Extract every line of the items below that contains the word "comforter".

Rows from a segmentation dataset
_ _ _ _ _

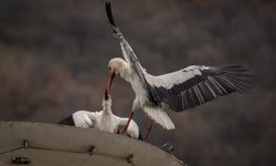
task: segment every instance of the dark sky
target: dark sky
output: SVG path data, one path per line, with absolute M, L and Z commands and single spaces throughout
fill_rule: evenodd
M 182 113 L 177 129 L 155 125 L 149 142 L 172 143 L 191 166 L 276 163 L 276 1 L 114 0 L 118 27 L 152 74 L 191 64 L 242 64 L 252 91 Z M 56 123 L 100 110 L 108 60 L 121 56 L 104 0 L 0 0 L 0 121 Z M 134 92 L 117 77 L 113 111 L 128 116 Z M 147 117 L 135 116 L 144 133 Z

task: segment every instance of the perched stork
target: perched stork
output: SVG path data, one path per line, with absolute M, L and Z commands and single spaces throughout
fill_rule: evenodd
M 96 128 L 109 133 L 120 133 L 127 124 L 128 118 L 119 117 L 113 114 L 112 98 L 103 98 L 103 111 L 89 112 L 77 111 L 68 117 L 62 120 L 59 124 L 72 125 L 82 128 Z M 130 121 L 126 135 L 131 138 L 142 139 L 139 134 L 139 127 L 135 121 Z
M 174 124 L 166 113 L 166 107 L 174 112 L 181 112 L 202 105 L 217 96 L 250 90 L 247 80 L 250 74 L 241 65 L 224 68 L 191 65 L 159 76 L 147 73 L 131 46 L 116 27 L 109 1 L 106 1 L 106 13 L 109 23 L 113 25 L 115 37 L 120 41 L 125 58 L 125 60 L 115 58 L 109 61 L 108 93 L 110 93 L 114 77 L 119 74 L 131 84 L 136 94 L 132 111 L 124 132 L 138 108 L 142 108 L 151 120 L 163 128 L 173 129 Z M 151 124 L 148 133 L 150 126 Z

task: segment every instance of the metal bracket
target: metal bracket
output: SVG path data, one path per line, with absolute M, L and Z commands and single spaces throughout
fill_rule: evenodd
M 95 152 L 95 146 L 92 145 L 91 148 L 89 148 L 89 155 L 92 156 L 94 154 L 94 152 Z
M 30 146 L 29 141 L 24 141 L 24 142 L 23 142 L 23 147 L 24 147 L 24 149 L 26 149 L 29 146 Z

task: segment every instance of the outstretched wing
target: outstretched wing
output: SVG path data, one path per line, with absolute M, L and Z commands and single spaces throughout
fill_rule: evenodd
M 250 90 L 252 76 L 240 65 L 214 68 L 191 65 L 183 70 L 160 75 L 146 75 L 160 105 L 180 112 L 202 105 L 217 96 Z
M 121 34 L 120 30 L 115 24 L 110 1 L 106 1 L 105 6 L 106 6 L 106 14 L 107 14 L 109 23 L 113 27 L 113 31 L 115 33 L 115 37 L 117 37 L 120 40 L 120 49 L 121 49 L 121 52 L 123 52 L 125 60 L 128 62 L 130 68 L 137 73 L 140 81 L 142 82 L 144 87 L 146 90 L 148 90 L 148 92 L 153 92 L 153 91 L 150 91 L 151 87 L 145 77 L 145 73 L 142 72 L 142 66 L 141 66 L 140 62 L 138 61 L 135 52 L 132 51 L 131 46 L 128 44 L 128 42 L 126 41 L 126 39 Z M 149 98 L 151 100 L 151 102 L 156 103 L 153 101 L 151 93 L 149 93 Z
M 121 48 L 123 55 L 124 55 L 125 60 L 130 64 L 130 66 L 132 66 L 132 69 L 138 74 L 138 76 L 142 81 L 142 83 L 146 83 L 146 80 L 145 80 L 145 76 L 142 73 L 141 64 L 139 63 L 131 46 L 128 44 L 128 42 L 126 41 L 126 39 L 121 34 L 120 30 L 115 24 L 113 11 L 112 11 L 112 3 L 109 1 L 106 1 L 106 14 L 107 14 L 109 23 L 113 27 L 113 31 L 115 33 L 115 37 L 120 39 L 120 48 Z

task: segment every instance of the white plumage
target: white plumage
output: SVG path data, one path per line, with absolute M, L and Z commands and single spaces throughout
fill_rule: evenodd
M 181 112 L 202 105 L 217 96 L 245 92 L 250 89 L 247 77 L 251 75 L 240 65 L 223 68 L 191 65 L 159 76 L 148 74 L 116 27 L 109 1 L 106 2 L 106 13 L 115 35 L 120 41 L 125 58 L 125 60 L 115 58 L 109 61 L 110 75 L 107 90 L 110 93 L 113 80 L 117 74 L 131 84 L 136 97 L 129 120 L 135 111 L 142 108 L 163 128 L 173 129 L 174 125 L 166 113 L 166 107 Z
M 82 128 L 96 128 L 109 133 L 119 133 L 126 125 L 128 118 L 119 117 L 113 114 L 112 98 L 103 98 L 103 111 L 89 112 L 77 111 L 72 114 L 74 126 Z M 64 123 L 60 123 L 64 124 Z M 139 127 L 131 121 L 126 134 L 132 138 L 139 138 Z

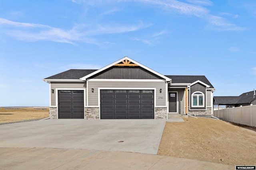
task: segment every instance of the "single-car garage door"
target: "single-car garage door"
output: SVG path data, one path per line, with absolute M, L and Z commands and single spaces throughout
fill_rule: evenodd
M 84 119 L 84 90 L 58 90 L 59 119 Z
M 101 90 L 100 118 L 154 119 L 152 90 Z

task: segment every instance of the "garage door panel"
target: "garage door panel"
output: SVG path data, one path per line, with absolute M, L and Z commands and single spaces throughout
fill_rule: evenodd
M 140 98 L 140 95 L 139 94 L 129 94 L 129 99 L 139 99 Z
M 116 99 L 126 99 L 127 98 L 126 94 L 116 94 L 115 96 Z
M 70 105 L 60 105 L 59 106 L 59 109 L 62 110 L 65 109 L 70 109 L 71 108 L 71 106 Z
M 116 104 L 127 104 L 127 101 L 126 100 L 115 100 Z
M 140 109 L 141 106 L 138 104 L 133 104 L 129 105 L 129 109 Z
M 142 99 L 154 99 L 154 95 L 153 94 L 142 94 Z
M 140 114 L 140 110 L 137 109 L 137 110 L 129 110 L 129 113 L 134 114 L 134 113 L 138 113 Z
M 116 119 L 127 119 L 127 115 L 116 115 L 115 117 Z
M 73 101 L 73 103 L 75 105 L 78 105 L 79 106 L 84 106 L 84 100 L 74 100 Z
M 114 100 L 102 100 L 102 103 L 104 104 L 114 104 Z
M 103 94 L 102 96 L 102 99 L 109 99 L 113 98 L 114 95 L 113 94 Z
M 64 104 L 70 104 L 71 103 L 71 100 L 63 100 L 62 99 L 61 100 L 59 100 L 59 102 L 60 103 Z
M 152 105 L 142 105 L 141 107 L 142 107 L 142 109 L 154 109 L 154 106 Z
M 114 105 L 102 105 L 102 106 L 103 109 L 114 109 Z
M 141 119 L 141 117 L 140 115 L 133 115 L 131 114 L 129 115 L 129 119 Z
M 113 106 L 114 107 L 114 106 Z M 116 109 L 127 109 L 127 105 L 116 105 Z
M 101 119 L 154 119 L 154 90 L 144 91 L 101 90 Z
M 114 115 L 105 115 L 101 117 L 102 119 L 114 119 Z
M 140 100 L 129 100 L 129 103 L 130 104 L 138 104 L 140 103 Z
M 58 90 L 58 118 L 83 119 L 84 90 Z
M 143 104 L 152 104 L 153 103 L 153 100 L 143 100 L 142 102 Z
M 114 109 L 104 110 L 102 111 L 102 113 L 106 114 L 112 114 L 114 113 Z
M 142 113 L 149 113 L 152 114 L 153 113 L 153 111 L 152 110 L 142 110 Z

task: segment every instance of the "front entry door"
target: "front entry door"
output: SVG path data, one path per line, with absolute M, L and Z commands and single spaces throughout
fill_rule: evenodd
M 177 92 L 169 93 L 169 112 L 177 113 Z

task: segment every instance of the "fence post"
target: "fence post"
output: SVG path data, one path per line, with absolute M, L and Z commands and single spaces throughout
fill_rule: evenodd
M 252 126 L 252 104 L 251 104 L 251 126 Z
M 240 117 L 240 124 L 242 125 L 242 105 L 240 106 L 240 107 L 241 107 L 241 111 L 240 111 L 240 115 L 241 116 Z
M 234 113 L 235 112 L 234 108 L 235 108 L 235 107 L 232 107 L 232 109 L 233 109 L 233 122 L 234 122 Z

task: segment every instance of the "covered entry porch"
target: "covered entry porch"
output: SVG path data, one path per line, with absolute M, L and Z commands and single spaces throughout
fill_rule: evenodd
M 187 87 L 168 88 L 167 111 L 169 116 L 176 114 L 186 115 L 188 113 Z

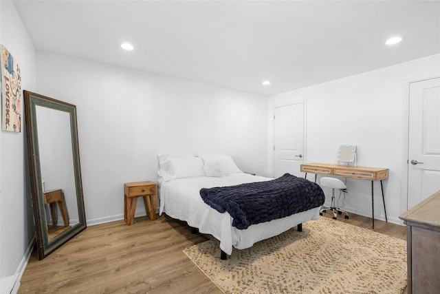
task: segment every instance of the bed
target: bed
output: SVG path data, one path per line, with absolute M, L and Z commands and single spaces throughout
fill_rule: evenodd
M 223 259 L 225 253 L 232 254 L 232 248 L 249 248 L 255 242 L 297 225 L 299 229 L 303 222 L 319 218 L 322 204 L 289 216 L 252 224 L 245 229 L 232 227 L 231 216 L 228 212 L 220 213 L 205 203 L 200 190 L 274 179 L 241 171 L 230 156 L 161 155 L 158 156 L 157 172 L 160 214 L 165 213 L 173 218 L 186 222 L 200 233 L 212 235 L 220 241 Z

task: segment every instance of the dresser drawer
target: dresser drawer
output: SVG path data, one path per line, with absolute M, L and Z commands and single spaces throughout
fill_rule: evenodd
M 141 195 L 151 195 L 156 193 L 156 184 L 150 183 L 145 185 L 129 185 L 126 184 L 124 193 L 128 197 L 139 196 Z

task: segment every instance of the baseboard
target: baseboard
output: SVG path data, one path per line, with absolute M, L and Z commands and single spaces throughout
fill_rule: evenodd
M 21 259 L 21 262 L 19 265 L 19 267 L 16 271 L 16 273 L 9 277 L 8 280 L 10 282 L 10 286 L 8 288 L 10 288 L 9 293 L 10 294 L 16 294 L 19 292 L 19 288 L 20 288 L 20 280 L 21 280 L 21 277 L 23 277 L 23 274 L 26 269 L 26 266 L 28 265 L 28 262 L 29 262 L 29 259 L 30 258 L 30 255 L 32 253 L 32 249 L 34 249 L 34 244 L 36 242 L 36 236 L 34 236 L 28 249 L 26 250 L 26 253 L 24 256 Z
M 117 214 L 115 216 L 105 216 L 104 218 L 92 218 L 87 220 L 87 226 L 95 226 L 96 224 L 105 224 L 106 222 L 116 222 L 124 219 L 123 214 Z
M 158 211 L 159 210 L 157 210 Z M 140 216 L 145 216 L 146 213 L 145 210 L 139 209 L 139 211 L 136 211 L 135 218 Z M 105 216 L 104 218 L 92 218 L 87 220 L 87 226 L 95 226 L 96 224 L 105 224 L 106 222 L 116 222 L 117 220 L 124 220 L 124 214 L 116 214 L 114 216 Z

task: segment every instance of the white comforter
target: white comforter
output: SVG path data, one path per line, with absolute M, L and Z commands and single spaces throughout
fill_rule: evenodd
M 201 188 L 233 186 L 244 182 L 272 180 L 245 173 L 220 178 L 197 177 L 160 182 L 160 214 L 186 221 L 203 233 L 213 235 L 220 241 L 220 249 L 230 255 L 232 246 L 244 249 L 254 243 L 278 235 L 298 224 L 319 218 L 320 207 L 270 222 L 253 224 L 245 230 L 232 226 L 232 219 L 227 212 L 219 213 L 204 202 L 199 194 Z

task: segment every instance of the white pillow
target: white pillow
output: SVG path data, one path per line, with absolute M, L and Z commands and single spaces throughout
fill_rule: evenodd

_ _ _ _ _

- _WRITTEN SOLUTION_
task: segment every instance of the white comforter
target: white comforter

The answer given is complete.